### [Direction]
Please copy the records word for word, from their first line through the line that contains "[137,97,172,225]", including both of those lines.

### [Material supplied]
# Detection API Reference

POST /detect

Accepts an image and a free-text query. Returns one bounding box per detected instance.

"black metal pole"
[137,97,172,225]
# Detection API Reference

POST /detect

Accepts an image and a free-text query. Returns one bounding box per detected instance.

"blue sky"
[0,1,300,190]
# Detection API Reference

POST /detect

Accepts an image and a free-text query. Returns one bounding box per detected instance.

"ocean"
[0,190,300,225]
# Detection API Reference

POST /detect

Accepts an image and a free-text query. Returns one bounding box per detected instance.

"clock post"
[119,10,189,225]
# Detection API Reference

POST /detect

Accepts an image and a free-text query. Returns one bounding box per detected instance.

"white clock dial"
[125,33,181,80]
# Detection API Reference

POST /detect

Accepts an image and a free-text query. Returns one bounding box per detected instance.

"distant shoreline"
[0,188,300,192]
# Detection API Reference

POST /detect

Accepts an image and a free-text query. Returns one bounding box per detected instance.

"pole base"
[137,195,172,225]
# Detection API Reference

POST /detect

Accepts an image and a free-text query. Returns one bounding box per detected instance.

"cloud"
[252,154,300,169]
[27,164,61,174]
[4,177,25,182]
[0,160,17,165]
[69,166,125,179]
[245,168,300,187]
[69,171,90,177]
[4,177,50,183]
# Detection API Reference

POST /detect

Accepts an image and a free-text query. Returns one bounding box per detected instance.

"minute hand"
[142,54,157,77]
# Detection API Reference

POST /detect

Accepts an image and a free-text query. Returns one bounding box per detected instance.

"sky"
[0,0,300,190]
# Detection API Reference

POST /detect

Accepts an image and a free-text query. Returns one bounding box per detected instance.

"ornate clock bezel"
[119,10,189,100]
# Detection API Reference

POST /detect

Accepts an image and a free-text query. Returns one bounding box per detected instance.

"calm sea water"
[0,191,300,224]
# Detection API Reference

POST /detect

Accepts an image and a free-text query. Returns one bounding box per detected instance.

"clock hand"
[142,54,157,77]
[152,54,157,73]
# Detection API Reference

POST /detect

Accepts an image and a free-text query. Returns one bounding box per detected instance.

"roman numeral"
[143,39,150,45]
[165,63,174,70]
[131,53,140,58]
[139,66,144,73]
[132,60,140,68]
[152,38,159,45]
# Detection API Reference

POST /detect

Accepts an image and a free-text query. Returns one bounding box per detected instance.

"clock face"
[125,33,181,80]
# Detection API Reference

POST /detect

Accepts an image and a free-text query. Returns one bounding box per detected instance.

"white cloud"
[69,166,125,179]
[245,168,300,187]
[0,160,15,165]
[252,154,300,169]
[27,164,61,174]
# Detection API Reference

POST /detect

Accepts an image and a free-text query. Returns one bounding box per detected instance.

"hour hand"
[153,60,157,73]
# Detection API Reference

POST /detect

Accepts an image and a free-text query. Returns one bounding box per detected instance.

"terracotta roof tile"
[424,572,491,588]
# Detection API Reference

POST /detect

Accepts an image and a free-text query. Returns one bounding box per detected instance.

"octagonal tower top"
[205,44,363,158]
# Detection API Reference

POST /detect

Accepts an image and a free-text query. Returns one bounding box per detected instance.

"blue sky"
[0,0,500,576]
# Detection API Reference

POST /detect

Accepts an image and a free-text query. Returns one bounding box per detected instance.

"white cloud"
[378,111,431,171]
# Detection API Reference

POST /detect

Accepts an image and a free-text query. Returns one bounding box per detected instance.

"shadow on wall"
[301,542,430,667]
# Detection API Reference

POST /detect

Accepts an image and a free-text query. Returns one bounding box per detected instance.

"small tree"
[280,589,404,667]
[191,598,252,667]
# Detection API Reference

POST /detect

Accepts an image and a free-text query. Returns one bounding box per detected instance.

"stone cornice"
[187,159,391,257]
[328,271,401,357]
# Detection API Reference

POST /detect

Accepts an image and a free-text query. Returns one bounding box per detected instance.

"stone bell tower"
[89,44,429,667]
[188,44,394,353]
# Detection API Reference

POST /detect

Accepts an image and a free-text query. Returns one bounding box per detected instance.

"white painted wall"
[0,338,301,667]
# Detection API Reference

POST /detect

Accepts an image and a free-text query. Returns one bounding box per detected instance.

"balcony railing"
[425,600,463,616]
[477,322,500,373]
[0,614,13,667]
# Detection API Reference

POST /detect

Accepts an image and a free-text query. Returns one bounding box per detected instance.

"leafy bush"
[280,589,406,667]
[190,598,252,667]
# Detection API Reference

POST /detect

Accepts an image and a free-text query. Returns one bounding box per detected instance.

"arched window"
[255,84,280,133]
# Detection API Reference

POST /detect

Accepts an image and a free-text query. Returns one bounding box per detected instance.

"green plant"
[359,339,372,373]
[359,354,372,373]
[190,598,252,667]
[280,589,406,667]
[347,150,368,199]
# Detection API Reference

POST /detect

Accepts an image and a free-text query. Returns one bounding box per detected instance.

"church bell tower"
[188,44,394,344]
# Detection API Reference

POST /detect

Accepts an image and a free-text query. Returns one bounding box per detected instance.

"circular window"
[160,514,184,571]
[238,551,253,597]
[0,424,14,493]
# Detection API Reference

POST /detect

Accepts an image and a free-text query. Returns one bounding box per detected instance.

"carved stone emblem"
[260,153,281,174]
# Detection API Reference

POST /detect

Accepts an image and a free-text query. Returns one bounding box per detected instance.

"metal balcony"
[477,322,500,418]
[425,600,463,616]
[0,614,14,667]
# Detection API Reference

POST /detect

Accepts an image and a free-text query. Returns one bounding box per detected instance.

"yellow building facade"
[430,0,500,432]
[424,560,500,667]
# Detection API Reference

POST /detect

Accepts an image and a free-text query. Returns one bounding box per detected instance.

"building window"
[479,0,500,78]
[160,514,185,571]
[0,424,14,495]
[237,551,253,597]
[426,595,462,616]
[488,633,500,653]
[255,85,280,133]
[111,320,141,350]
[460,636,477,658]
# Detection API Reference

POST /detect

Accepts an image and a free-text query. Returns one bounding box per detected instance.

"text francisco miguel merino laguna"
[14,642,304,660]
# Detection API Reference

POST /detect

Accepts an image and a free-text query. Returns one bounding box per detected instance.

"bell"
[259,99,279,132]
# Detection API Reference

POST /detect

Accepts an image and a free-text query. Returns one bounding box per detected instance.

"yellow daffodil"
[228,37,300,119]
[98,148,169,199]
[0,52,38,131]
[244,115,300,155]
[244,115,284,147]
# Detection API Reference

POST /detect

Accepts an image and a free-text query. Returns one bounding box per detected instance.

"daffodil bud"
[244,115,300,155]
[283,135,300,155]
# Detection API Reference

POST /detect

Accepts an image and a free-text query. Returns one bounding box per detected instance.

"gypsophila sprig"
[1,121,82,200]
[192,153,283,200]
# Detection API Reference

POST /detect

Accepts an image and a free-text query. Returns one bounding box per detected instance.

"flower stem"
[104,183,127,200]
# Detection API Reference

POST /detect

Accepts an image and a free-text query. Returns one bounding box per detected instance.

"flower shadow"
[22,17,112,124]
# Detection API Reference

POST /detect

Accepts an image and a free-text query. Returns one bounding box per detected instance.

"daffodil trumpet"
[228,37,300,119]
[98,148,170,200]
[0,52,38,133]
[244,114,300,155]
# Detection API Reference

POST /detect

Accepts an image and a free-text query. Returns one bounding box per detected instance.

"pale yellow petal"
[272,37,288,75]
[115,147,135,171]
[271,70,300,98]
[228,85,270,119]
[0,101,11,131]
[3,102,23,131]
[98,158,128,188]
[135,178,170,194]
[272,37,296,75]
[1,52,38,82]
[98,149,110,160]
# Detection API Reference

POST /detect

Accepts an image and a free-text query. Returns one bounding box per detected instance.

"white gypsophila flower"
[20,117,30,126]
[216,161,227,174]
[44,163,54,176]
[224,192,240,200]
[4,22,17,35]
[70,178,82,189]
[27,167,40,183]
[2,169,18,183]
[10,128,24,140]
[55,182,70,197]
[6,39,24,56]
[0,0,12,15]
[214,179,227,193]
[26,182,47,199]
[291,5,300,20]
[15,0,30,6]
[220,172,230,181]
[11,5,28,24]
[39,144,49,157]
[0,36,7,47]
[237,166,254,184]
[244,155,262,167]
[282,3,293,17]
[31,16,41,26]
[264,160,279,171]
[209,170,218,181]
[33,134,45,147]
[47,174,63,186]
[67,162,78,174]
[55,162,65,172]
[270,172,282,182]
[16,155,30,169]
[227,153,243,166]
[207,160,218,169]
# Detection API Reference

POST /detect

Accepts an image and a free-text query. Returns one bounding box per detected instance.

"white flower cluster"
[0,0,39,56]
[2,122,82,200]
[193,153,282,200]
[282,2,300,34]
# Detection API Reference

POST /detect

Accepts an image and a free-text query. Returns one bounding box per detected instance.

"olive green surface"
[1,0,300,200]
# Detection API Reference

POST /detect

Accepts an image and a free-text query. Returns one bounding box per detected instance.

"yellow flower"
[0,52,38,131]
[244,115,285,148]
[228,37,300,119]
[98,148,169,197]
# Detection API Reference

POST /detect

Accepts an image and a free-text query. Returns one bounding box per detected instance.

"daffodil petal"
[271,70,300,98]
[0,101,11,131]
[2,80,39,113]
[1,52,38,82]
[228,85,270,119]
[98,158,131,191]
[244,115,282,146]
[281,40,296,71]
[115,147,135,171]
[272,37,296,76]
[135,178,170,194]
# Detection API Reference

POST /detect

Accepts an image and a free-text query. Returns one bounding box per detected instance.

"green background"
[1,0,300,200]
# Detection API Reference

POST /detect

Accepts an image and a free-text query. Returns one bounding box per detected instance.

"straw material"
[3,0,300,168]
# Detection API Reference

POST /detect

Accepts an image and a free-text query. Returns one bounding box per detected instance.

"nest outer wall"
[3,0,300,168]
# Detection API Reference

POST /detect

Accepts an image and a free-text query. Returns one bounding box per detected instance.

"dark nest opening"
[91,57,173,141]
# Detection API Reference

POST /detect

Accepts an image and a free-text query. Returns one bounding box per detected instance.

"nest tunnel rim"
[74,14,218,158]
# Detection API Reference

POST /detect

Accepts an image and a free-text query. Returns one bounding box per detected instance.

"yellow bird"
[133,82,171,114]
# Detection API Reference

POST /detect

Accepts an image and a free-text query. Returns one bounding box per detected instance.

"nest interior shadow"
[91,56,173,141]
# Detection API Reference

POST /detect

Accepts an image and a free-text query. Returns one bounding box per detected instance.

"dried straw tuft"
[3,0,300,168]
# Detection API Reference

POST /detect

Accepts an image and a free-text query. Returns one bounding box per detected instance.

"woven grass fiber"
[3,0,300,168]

### [Written answer]
# Detection API Reference

POST /detect

Accepts an image and a free-text query. Returns one bounding box per detected instance.

"black metal pole"
[137,97,172,225]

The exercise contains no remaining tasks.